-- Records supplied follows --

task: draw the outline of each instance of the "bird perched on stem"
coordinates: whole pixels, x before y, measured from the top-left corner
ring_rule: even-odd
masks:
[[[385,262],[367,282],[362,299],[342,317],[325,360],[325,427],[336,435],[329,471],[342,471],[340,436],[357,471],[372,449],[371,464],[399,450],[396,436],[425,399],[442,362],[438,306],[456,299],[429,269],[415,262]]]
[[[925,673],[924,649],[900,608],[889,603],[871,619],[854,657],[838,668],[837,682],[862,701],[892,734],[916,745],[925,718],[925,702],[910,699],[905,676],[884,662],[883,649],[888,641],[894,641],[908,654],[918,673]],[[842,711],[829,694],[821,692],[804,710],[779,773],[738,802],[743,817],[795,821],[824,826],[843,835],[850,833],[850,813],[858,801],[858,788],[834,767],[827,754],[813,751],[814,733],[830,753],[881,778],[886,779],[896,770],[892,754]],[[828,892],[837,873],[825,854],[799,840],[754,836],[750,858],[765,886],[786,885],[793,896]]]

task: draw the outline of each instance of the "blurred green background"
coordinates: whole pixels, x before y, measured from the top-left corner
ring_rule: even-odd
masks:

-- Records supplied concluded --

▸ **How to complete this task**
Count up the lines in the entries above where the word "outline" appears, and give the figure with nothing added.

▸ **Answer for this exercise**
2